=== TÂCHES À RÉALISER ===
**A)** Transcrivez fidèlement tout ce qui va de « Ça ne change » jusqu'à « c'est totalement insuffisant. » dans le texte sur SheIn.
**B)** Relevez tous les noms de lieux géographiques (ville, pays) mentionnés dans le texte sur SheIn.
**C)** Poursuivez le texte sur SheIn à partir de sa dernière phrase.

Les membres du gouvernement qui se sont déplacés en nombre mardi matin à Roissy ont dit qu'ils allaient mettre en place des frais de gestion à partir de l'année prochaine pour qu'il y ait déjà quelque chose.

Et sur le papier, ça devrait être 2 euros par colis et 0,50 euro par produit. Donc je prends l'exemple d'un colis SheIn d'à peu près de 50 euros, avec cinq produits. Grosso modo, je vais payer 4,50 euros de plus, donc mon colis va passer de 50 euros à 54,50 euros.

Donc ce n'est pas dissuasif ?

Ça ne change strictement rien. De toute façon, ces produits exploitent les ouvriers qui sont en Chine, qui sont à peine payés 0,18 euro par produit fabriqué, qui doivent travailler près de 100 heures par semaine. Donc on a de l'exploitation d'un côté, et il y a des TVA qui ne sont pas payées. SheIn a fait 3 milliards d'euros en France l'année dernière, je demanderais que SheIn déclare son chiffre d'affaires - et je suis sûr qu'ils déclarent beaucoup moins que ce qu'ils font réellement. Et il y a une capacité à pouvoir polluer à l'infini : 80% de ces produits sont en polyester et ils finissent sur les plages du Ghana ou dans d'autres sites. Donc tout explose et, face à cela, on va au maximum mettre une petite mesure où on mettra potentiellement 4 euros de taxe par colis, c'est totalement insuffisant.

=== DONNÉES SOURCES ===

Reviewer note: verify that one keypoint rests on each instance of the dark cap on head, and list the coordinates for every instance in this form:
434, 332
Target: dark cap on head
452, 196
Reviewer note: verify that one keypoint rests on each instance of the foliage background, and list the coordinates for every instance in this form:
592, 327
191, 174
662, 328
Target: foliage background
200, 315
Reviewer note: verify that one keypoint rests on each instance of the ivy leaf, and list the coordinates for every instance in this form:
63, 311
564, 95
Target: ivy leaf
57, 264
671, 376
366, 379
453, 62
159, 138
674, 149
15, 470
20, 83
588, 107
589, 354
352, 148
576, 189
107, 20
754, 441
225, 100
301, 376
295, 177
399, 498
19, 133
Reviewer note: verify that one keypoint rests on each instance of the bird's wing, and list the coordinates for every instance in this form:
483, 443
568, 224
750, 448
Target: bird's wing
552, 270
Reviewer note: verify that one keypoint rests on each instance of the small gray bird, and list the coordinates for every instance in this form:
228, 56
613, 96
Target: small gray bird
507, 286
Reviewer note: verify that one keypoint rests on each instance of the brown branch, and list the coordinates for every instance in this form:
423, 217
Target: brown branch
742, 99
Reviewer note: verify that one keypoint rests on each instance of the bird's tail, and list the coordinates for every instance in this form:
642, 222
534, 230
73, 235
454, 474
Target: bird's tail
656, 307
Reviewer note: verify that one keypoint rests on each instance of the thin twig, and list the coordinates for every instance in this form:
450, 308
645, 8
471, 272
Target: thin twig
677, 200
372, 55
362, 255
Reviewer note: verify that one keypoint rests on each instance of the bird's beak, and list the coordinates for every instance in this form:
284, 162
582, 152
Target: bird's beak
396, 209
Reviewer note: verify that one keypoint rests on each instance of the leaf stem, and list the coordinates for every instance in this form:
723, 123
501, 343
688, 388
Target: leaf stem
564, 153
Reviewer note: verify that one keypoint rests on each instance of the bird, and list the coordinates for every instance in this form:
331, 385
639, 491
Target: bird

=== RÉPONSES DANS L'ORDRE ===
**A)**
Ça ne change strictement rien. De toute façon, ces produits exploitent les ouvriers qui sont en Chine, qui sont à peine payés 0,18 euro par produit fabriqué, qui doivent travailler près de 100 heures par semaine. Donc on a de l'exploitation d'un côté, et il y a des TVA qui ne sont pas payées. SheIn a fait 3 milliards d'euros en France l'année dernière, je demanderais que SheIn déclare son chiffre d'affaires - et je suis sûr qu'ils déclarent beaucoup moins que ce qu'ils font réellement. Et il y a une capacité à pouvoir polluer à l'infini : 80% de ces produits sont en polyester et ils finissent sur les plages du Ghana ou dans d'autres sites. Donc tout explose et, face à cela, on va au maximum mettre une petite mesure où on mettra potentiellement 4 euros de taxe par colis, c'est totalement insuffisant.

**B)** Roissy, Chine, France, Ghana

**C)**
"L'État a le devoir de nous protéger, de protéger nos emplois, de protéger la planète, de protéger notre pouvoir d'achat. Et clairement, avec ce type de mesures, il n'accomplit pas son devoir."

Yann Rivoallan

sur franceinfo

Sachant que SheIn représente déjà plus de 90% des 12 millions de petits paquets quotidiens qui arrivent en Europe, que dites-vous en parallèle aux consommateurs qui achètent sur ces plateformes ? Un Français sur cinq a acheté des produits de mode sur SheIn en 2024, d'après l'Observatoire économique de l'Institut français de la mode.

Justement, c'est l'angle qu'il ne faut jamais prendre. Est-ce qu'on reproche à un alcoolique de boire ? Est-ce qu'on reproche à un fumeur de prendre trop de cigarettes ? Non. Ces plateformes déclenchent des addictions, ces plateformes avec leurs prix ridicules, avec leur capacité de faire des surinvestissements publicitaires, avec leur capacité de nous faire passer des heures sur leurs plateformes, nous mettent dans des bulles cognitives qui nous empêchent de réfléchir quand on achète.

Donc il n'y a pas de responsabilité du consommateur, à votre avis ?

Il n'y a surtout pas à en avoir, c'est du devoir de l'État de nous protéger et non pas de chacun des consommateurs d'avoir de son côté des bons gestes.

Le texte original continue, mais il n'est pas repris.